(Records contained in a dataset)
%%
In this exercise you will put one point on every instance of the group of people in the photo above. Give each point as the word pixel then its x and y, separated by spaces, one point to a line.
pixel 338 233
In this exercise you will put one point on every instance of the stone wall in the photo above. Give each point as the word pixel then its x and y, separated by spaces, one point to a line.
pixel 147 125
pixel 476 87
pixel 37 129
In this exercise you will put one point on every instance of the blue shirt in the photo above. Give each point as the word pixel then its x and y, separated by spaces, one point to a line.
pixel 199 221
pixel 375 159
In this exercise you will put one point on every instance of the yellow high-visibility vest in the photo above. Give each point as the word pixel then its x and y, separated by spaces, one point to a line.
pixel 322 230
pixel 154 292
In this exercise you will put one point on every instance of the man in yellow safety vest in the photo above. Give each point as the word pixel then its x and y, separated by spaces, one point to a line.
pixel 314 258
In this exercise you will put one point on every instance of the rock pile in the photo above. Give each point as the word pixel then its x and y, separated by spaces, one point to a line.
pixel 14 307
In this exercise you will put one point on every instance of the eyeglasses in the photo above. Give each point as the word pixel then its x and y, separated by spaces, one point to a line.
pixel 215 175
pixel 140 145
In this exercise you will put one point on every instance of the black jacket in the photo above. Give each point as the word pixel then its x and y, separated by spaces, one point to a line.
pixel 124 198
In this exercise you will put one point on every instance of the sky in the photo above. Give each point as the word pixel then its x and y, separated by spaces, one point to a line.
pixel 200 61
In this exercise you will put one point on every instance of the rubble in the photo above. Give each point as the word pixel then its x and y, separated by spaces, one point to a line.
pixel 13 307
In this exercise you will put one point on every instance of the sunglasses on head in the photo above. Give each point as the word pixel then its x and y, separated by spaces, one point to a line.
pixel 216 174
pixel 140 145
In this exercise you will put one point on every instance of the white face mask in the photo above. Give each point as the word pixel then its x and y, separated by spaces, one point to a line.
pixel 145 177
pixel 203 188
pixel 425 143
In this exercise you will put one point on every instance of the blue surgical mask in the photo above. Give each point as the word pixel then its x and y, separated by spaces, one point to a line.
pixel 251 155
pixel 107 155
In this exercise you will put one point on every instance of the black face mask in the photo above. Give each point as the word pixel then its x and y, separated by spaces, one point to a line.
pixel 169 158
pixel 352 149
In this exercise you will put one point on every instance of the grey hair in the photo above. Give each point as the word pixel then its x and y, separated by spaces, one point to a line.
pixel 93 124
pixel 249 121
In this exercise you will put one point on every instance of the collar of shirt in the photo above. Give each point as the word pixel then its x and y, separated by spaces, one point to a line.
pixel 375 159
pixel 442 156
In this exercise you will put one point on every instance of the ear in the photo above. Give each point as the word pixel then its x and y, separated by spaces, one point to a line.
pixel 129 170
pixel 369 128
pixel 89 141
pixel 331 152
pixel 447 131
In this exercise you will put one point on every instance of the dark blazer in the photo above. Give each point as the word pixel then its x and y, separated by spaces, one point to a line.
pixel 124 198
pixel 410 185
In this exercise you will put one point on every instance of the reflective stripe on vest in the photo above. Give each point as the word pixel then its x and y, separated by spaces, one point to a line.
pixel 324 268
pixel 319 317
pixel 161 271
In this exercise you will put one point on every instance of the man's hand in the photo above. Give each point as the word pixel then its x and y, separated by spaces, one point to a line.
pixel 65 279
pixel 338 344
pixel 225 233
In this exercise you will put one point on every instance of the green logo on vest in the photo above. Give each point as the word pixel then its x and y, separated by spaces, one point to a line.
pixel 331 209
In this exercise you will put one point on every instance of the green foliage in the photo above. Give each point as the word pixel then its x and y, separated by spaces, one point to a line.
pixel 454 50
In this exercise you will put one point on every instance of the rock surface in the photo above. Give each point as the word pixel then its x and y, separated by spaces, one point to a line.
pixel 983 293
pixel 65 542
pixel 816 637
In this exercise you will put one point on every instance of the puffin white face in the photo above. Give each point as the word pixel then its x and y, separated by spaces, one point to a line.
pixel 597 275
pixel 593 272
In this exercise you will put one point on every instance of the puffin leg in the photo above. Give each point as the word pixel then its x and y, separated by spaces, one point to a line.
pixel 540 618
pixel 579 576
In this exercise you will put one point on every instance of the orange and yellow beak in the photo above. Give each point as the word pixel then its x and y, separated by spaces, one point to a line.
%%
▶ **What to work on**: The entries above should be copied out exactly, with none left out.

▶ **Task answer**:
In this exercise you will put one point on every instance of the group of people in the photo above. Give each point as the word pixel then its x and y, separated by spaces, one point to a line.
pixel 338 233
In this exercise you will put one point on every instance of the stone wall in the photo above. Give each point as the word pixel then its x and y, separated by spaces, one point to a line.
pixel 147 125
pixel 476 87
pixel 37 129
In this exercise you will put one point on every instance of the blue shirt in the photo above. Give each point as the word pixel then its x and y, separated by spaces, one point to a line.
pixel 199 221
pixel 375 159
In this exercise you will put one point on every instance of the yellow high-visibility vest in the photo above. Give each point as the word pixel then its x and y, separated by spaces, one point to a line.
pixel 322 230
pixel 154 292
In this exercise you will put one point on every instance of the man in yellow safety vest in the photo above. Give each point as the word pixel then its x and y, separated by spaces, one point to a line.
pixel 314 258
In this exercise you will put one point on every instance of the rock pile in the photo above. Give each point as the word pixel then its x and y, separated by spaces, one point to a line.
pixel 14 307
In this exercise you will put one point on every instance of the eyeglasses in the photo above. Give each point as the word pixel then its x and y, separated by spaces, one point to a line.
pixel 215 175
pixel 140 145
In this exercise you will put one point on every instance of the black jacket in the photo above. Give each point as the word pixel then its x and y, separated by spaces, one point to a line.
pixel 124 198
In this exercise you will put one point on every instance of the sky in the photo above. Give each point as the word pixel then its x and y, separated by spaces, one point to a line.
pixel 200 61
In this exercise you will put one point on every instance of the rubble in the photo above. Give each point as the word pixel then its x and y, separated by spaces, one point to a line.
pixel 13 307
In this exercise you will put one point on every instance of the sunglasses on head in the photo above. Give each point as the word pixel then its x and y, separated by spaces, one point to a line.
pixel 216 174
pixel 140 145
In this exercise you will put one point on every instance of the white face mask in the photo above. Give each point as the word pixel then its x and y, separated by spaces, one point to a line.
pixel 145 177
pixel 203 188
pixel 425 143
In this exercise you will put one point on every instance of the blue surgical mask in the photo above. Give each point as the word pixel then its x and y, separated by spaces, one point to a line.
pixel 251 155
pixel 107 155
In this exercise you will put one point on every instance of the black face mask in the photo above. Give each point as the word pixel then its x and y, separated by spaces, one point to a line.
pixel 169 158
pixel 352 149
In this exercise you will put one point on every instance of the grey hair in the photo above. Give each point as the word pixel then its x and y, separated by spaces, one point to a line.
pixel 93 124
pixel 249 121
In this exercise you will put one point on every instance of the collar of shirt in the photo above. Give each point as the word pixel then its x and y, separated by spaces, one point to a line.
pixel 375 159
pixel 442 156
In this exercise you will put one point on every instance of the ear in the photo above. Give each point as the word pixel then its x and y, separated by spaces, one point to a line.
pixel 129 170
pixel 369 128
pixel 89 141
pixel 331 152
pixel 447 131
In this exercise you will put one point on every instance of the dark blazer in the photo above. Give each point as the word pixel then its x and y, separated by spaces, one point to a line.
pixel 124 198
pixel 410 185
In this exercise you will put one point on every instance of the reflective stripe on vest in the photo above. Give each point as the word pixel then its x and y, separated by spaces, one point to a line.
pixel 324 268
pixel 319 317
pixel 161 271
In this exercise you will put one point on every instance of the man's hand in the photo above. Give each point as the word pixel then its x and y, separated by spaces, one point to a line.
pixel 65 279
pixel 338 344
pixel 225 233
In this exercise you will put one point on every instance of the green logo on vest in the photo above. Give each point as the word pixel then its x and y, separated by spaces, one point to a line.
pixel 331 209
In this exercise you will put one point on every instance of the green foliage in the photo above. Give each point as the word pixel then its x and y, separated by spaces, one point to a line.
pixel 454 50
In this exercise you will put one point on every instance of the rock surface in the photo above. Give each point as the word pixel then its x and y, separated by spaces, one point to a line.
pixel 983 293
pixel 65 542
pixel 816 637
In this exercise you will put one point on every instance of the puffin white face in the photo above. Give each point as the word pixel then its x and y, separated by spaces, one point to a line.
pixel 597 275
pixel 593 272
In this exercise you will put one point on every instance of the puffin leg in the photo above. Give each point as the word pixel then its x and y, separated by spaces, one point to a line.
pixel 540 618
pixel 579 576
In this exercise you will put one point on every instance of the orange and yellow beak in the photo above. Give each point as the word pixel then its x and y, separated by spaces, one point to a line.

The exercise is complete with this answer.